## EXTRACTED RECORDS
———

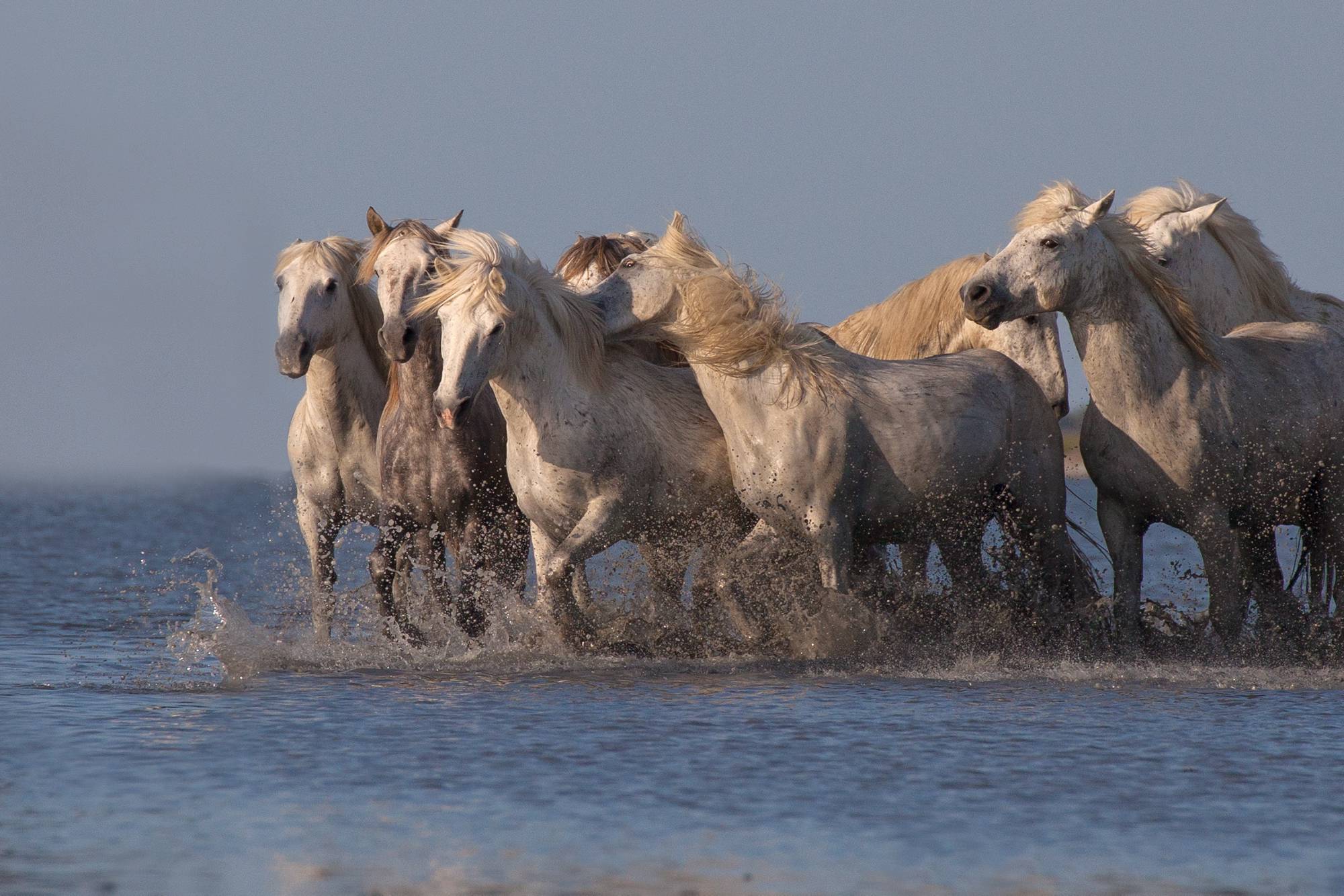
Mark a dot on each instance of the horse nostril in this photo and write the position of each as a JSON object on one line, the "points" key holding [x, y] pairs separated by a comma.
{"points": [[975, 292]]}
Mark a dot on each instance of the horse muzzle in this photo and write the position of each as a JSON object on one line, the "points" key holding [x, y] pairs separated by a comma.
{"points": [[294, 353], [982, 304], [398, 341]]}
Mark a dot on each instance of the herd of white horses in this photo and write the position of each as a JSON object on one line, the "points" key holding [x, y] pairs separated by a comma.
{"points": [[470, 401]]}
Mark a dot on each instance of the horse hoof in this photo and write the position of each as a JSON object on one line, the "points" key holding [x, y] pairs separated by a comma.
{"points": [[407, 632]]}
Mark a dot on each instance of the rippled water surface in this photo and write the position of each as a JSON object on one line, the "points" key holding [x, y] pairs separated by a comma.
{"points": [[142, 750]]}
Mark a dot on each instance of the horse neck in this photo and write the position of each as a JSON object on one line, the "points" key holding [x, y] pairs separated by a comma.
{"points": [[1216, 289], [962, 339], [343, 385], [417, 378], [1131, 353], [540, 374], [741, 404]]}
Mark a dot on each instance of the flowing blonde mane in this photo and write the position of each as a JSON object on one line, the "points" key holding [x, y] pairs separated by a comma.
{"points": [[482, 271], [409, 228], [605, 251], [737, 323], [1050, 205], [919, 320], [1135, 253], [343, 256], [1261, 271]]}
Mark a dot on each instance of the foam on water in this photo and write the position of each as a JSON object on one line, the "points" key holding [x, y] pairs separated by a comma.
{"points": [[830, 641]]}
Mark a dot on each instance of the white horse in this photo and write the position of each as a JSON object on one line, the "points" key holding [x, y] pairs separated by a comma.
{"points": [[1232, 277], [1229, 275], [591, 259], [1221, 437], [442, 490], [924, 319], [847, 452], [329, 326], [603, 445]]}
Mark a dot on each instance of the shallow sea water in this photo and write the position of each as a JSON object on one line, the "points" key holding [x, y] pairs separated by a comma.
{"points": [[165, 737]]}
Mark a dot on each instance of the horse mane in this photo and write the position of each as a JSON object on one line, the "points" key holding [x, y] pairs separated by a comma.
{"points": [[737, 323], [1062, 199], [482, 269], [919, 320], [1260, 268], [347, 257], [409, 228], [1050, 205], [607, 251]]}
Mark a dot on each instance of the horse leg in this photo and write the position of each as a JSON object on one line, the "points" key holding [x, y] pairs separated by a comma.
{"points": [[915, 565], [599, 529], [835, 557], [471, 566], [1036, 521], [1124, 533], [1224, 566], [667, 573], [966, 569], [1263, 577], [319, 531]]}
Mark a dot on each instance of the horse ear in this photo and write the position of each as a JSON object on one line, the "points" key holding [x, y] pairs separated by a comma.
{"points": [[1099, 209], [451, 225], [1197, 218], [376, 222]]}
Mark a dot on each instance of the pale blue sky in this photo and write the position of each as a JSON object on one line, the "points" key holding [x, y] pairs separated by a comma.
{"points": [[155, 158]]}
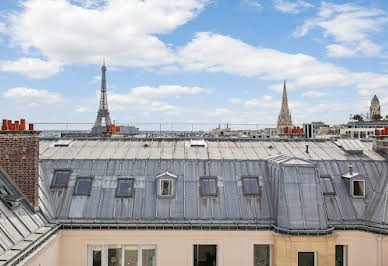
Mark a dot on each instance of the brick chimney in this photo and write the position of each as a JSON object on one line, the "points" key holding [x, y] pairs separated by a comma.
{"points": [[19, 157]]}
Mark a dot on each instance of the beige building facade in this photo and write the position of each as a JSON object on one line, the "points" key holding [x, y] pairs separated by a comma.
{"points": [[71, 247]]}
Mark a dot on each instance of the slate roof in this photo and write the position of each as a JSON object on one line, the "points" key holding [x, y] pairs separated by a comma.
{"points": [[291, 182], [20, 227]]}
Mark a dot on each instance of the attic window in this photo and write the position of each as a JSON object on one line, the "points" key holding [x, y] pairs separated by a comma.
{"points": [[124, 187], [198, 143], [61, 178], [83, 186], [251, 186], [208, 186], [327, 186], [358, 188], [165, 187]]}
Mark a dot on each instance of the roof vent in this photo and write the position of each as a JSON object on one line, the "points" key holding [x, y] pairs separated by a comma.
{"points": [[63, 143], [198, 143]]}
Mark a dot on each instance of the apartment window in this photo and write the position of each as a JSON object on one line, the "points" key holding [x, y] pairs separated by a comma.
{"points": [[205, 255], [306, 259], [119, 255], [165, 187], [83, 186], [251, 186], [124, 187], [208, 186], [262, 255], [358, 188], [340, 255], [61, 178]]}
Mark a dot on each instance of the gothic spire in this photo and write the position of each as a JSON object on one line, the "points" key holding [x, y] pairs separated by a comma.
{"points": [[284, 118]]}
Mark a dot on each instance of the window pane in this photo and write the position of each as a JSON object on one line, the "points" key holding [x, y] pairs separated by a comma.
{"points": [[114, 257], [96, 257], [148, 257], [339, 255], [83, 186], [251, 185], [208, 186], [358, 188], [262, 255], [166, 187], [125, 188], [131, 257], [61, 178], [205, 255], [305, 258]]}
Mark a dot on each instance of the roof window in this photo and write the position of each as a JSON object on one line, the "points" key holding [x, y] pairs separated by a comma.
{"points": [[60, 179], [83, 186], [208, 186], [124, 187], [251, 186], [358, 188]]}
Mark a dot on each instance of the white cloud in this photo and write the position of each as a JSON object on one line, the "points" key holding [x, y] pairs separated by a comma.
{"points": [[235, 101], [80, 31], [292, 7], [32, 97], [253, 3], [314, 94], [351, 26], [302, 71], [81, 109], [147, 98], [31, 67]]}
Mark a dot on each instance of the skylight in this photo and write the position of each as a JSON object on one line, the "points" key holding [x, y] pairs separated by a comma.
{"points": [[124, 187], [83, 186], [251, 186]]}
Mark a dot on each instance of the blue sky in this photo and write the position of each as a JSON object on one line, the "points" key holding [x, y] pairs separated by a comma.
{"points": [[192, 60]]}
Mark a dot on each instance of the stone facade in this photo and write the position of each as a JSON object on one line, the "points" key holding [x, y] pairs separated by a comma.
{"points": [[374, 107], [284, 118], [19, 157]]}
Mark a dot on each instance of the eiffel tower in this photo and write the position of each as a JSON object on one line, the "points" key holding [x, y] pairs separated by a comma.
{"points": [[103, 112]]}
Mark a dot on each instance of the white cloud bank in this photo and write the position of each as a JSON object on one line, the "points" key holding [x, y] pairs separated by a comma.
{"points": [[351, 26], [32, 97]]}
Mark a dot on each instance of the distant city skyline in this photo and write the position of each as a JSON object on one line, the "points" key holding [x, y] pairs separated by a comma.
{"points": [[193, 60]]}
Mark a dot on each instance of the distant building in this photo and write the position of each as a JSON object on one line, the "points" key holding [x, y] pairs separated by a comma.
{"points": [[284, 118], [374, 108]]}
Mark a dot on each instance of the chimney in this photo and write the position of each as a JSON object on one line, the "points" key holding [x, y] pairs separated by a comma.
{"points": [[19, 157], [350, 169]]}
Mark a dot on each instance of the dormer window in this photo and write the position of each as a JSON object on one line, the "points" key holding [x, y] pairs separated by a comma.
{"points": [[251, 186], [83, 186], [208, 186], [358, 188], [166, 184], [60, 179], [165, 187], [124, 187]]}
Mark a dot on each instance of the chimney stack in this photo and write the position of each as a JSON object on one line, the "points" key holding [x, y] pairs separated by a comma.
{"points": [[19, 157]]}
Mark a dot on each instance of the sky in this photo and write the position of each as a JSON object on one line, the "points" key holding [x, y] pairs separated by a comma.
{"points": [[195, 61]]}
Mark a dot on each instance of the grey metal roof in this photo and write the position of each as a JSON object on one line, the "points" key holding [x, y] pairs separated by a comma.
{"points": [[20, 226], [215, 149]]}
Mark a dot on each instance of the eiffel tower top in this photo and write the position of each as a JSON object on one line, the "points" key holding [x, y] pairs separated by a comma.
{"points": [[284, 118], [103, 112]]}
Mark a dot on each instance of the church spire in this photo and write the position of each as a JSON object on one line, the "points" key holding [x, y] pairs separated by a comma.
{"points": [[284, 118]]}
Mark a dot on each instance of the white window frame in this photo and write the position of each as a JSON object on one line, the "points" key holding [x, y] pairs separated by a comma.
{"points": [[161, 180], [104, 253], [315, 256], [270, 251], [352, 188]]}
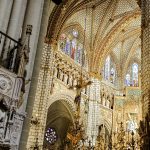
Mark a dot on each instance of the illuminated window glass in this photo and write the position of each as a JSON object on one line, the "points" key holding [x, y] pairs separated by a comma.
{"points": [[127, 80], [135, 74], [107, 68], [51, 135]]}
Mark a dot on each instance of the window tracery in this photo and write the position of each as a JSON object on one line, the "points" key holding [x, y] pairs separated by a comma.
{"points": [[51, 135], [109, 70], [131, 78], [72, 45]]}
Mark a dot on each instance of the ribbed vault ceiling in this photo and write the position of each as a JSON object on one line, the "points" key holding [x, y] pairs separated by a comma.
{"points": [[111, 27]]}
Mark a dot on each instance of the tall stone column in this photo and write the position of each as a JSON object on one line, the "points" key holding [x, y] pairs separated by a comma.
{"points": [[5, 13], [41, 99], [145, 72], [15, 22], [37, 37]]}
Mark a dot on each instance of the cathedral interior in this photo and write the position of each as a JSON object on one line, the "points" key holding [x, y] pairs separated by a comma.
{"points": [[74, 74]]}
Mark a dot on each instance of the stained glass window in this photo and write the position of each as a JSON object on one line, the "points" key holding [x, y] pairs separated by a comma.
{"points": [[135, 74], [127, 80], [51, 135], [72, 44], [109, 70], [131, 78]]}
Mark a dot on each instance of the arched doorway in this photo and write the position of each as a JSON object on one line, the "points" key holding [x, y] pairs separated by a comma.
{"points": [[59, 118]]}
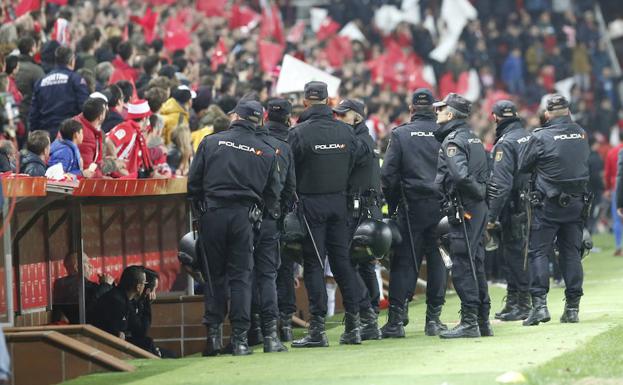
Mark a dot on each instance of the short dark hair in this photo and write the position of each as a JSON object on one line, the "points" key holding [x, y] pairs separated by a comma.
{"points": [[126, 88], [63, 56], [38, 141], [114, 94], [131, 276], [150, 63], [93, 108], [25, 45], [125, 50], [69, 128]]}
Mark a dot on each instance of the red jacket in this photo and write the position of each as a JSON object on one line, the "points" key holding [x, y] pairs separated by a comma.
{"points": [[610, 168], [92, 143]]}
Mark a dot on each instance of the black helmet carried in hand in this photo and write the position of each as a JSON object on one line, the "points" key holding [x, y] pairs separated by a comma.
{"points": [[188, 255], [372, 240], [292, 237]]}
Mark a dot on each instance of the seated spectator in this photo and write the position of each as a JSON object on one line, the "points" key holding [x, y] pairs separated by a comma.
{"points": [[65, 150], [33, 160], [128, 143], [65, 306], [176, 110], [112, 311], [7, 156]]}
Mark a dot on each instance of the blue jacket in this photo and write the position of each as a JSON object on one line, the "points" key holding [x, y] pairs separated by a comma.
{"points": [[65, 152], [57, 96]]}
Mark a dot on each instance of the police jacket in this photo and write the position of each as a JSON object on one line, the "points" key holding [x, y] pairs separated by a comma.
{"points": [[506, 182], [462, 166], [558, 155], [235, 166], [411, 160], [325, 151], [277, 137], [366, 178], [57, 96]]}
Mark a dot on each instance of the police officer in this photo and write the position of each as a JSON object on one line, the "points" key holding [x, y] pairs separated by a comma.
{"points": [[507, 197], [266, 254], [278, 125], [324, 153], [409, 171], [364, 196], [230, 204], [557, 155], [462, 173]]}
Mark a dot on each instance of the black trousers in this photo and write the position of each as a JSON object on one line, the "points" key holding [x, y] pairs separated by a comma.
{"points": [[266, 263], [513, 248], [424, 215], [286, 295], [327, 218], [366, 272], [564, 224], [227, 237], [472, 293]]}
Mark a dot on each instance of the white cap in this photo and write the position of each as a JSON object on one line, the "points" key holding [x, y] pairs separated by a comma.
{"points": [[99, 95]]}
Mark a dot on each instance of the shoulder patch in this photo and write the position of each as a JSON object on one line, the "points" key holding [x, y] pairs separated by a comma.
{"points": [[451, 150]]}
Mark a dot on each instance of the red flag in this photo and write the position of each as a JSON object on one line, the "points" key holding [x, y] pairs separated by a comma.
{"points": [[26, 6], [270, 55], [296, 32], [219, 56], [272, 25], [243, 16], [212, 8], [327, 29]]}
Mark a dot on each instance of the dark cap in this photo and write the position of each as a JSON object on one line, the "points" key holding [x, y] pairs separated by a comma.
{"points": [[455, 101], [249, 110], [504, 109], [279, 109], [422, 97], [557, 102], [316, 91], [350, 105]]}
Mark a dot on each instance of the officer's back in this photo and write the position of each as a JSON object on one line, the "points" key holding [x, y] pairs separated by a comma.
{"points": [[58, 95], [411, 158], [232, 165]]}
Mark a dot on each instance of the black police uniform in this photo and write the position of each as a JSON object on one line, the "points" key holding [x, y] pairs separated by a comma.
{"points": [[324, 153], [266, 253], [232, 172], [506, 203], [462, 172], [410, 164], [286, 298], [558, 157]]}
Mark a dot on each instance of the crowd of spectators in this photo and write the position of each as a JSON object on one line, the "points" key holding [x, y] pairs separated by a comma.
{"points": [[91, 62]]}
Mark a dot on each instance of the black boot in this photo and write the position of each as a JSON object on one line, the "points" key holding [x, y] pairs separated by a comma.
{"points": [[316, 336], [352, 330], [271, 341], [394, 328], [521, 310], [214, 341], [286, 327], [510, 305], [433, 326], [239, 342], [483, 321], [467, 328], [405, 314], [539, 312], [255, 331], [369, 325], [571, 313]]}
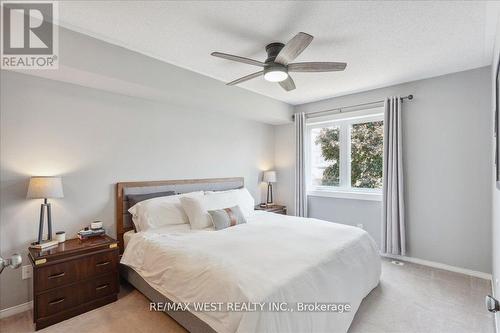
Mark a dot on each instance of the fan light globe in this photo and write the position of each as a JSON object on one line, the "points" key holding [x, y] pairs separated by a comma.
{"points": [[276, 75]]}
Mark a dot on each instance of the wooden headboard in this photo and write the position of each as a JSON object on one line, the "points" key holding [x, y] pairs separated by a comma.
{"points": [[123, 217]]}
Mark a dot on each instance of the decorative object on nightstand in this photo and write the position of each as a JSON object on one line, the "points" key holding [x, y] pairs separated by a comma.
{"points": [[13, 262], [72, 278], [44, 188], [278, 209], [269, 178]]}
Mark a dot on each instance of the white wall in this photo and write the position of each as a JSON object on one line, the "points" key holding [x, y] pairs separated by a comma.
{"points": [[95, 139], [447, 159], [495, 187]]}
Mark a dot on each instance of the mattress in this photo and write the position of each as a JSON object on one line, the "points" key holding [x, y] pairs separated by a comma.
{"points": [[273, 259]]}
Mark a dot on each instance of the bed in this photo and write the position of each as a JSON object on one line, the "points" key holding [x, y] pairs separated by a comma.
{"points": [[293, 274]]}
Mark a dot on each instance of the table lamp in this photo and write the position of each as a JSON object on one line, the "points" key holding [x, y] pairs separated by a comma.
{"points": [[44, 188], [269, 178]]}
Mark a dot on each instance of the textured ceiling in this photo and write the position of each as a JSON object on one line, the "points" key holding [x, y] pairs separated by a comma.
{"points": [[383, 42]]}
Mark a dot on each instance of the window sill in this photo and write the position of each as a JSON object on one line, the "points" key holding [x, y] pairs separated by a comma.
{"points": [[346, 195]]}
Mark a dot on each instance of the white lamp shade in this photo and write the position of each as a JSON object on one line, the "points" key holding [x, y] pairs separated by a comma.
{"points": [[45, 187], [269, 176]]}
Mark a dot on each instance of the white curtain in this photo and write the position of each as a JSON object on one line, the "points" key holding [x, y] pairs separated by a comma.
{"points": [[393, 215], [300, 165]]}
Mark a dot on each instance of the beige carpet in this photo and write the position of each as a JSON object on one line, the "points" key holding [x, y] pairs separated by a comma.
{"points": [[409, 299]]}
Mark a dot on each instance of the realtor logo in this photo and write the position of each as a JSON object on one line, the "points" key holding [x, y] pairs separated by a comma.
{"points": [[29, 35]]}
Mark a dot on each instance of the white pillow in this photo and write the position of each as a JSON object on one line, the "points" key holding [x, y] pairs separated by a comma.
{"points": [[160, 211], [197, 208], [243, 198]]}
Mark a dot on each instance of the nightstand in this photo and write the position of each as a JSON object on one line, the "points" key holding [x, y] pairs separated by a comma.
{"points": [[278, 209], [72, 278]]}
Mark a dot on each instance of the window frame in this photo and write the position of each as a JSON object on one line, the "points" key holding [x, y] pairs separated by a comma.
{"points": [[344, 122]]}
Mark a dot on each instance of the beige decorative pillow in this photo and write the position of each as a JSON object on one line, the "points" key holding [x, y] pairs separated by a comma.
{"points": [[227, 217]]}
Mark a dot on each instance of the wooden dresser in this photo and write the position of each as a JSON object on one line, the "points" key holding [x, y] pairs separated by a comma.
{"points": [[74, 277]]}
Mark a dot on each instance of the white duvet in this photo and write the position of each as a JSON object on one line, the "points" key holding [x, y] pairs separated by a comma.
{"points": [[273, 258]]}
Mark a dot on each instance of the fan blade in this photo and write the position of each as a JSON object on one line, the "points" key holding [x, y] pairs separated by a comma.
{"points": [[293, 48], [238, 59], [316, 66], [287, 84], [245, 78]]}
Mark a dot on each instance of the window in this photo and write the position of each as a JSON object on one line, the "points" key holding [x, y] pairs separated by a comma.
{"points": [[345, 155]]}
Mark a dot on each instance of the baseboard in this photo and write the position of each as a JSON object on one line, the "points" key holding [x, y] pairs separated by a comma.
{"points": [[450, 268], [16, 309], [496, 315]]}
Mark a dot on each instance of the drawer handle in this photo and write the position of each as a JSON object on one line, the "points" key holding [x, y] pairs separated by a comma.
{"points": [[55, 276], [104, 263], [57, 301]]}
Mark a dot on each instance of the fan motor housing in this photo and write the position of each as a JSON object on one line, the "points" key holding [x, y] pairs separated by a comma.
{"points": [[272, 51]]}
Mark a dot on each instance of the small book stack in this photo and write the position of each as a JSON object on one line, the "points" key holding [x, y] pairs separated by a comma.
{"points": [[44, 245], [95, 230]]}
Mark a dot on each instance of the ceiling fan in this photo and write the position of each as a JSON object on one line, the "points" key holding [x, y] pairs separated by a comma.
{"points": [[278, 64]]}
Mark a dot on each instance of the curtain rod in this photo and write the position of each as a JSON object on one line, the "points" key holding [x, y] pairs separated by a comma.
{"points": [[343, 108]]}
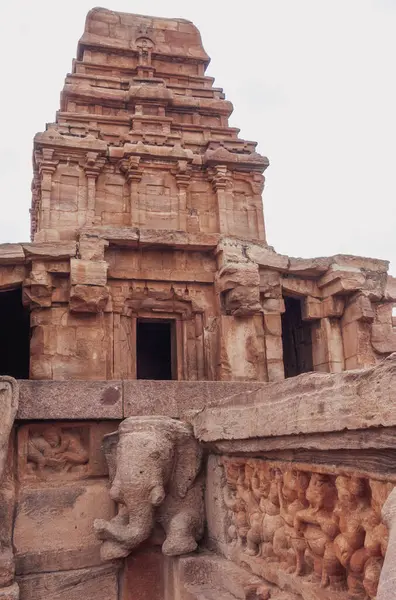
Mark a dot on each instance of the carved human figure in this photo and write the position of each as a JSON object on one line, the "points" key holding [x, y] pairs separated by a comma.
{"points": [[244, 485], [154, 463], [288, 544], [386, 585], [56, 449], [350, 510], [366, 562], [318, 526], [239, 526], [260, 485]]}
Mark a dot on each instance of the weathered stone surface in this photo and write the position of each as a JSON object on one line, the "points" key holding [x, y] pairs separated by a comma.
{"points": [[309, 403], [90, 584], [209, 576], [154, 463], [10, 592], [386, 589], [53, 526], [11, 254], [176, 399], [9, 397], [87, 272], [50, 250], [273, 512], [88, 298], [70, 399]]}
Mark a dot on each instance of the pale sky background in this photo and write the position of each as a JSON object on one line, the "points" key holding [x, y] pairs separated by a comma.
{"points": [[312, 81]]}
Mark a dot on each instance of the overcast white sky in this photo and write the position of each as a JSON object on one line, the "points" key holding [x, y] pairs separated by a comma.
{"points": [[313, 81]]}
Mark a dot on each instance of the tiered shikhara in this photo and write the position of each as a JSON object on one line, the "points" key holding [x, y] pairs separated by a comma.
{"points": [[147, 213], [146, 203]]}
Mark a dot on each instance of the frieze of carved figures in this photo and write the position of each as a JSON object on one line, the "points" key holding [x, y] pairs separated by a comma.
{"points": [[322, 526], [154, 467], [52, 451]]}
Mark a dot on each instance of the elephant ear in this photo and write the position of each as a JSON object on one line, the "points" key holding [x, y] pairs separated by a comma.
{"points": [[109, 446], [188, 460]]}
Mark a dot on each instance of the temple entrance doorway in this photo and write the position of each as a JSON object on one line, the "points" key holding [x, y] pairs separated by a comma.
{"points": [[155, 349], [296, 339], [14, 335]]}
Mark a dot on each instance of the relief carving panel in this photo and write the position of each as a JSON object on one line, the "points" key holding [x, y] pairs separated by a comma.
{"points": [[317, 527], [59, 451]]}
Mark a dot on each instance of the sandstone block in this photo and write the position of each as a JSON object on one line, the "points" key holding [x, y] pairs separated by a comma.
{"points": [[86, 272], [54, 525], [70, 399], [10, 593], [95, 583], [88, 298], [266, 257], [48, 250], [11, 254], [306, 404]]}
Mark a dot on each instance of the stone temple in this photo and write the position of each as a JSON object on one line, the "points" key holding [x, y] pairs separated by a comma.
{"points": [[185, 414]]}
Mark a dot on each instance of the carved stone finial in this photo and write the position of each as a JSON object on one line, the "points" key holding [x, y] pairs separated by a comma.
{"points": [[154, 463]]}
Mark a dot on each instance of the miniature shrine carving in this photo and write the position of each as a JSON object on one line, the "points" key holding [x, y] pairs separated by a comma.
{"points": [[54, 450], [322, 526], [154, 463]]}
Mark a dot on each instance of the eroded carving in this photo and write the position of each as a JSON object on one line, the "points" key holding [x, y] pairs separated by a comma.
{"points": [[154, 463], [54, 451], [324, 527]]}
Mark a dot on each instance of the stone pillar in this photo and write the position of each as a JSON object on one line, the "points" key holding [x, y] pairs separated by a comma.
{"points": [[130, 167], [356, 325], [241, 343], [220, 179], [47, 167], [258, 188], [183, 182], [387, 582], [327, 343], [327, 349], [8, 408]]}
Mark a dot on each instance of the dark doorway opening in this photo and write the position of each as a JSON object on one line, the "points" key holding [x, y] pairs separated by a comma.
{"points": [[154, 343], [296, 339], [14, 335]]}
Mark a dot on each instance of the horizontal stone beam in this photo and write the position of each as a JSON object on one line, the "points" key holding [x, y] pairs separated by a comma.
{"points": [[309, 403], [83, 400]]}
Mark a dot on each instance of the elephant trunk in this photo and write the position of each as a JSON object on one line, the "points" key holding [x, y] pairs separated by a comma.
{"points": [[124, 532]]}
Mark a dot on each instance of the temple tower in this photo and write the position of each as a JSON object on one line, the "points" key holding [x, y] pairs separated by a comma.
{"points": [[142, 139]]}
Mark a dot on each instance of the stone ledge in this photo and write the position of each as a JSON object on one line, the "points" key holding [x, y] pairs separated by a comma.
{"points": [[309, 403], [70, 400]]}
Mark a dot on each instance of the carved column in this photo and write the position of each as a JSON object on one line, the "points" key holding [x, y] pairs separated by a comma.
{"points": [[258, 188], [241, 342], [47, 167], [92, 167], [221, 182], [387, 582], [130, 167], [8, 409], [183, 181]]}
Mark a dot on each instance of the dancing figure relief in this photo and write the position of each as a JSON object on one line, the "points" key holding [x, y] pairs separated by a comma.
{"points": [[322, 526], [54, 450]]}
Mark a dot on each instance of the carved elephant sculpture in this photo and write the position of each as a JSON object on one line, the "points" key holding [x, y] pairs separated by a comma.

———

## ASSIGNMENT
An exact repeat of the lines from the one containing "Mark a dot on each instance of the carved column" through the final line of the entries is the whole answer.

## RESULT
Mark a dot on each instance of the carved column in this photo and write the position of each as a JSON object on one line, the "points" key holding [x, y] pairs separated by a comma.
{"points": [[258, 188], [241, 342], [47, 167], [92, 167], [221, 182], [387, 582], [130, 167], [8, 409], [183, 181]]}
Mark a dot on each instance of the dancing figure relief in this photo and write the position of each as a JSON object on one line, the "points" key holding [x, y] pairs separated by a comma.
{"points": [[322, 526], [54, 450]]}
Mark a dot on each instance of the carved elephant sculpture in this photo and write the position of each as a JSON object on one line, the "points" key holding [x, y] pairs separated by a comma.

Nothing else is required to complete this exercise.